──────── Exercise material ────────
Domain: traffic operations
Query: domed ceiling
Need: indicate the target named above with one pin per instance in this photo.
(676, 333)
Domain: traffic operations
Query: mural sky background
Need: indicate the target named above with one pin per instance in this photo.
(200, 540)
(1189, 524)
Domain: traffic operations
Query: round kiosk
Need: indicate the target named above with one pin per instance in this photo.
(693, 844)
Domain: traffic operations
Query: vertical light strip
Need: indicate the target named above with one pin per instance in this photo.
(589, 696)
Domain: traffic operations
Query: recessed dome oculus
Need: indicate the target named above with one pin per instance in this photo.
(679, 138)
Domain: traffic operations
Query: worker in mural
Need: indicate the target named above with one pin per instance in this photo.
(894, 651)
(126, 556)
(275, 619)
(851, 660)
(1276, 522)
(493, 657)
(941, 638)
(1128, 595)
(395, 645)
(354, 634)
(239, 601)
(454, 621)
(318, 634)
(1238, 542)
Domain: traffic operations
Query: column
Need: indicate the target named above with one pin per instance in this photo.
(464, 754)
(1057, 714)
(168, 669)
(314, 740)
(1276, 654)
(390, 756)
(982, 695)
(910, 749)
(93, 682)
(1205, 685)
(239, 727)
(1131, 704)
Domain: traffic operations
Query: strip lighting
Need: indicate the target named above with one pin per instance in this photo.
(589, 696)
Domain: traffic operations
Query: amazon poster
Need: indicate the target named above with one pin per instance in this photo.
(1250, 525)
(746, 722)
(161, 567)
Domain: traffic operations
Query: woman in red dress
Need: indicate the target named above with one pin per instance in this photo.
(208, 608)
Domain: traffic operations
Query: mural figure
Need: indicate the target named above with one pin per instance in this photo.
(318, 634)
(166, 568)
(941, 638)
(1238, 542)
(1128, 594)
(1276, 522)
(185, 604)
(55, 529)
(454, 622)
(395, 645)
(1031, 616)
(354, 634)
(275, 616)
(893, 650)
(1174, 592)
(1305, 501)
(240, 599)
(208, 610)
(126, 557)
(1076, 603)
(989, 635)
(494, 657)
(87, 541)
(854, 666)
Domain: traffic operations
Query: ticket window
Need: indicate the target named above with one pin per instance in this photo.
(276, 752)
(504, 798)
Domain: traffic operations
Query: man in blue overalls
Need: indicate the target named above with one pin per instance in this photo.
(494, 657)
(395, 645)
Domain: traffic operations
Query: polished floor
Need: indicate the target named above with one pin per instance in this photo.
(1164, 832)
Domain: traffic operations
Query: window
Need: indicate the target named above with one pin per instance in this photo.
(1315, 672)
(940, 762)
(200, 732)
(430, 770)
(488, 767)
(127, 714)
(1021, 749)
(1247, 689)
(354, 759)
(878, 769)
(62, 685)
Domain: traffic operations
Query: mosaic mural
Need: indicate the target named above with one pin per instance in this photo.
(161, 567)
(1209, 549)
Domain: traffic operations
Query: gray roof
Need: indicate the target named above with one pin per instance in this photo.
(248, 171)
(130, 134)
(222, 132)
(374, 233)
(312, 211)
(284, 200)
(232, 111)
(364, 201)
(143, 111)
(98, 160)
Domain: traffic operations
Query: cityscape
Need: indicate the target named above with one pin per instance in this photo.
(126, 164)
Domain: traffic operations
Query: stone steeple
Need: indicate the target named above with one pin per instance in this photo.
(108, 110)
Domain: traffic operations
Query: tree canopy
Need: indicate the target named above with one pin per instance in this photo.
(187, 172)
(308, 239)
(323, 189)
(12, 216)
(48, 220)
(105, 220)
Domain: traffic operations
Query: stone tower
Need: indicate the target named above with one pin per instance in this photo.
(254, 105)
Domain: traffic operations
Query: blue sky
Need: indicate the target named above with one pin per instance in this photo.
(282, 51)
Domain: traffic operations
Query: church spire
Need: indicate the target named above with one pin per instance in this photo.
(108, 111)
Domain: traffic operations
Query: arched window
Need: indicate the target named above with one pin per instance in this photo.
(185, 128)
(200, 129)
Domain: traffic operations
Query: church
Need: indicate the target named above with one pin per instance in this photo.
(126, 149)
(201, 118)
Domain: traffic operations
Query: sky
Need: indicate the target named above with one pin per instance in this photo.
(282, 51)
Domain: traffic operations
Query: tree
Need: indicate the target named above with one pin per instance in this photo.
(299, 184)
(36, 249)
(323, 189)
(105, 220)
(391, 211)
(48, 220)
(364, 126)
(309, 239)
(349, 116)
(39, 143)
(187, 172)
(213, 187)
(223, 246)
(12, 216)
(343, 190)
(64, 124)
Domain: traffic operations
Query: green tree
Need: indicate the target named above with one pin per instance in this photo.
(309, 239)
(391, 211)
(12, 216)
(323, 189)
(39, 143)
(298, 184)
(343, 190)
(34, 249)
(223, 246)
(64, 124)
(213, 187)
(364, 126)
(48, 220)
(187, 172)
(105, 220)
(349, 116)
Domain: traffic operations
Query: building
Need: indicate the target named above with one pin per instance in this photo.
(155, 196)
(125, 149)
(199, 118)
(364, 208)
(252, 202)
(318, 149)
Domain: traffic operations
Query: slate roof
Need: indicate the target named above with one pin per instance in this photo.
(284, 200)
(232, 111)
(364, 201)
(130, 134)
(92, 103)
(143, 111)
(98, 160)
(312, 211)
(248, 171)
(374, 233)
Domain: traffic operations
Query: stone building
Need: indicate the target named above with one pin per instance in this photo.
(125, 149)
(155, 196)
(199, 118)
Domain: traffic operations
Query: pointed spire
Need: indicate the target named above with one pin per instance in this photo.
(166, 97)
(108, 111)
────────
** Requirements **
Copy the lines above exactly, from the first one through the line that contains "(1131, 704)".

** Solution to the exercise **
Domain: traffic operations
Query: domed ceiling
Need: indicate the target named above with one pin per instance in this photo.
(676, 333)
Domain: traffic operations
Query: mural sky background
Need: indicate the target named above with one pin per instance in this photo.
(200, 540)
(1189, 524)
Domain: traffic operations
Query: round kiosk
Need: indicate the target named above with one pin per instance in this photo.
(693, 844)
Domain: traffic operations
Query: vertical light strip
Need: indicate the target named above with one pin per instance in this photo.
(589, 696)
Domain: traffic operations
Query: recessed dome oculus
Need: indicate the target named above with one pin per instance in this photo.
(679, 138)
Domain: traffic operations
Query: worker in mural
Need: indicate the target named above with one pin per instance in this photo.
(894, 651)
(126, 556)
(275, 619)
(851, 660)
(1276, 522)
(493, 657)
(941, 638)
(1128, 595)
(395, 645)
(354, 634)
(239, 601)
(454, 621)
(318, 634)
(1238, 542)
Domain: traffic operations
Query: column
Need: indicate the target named above with one pin per instance in this photo.
(464, 754)
(1057, 714)
(168, 669)
(314, 740)
(1276, 654)
(390, 756)
(982, 695)
(910, 749)
(93, 682)
(1205, 685)
(239, 727)
(1131, 704)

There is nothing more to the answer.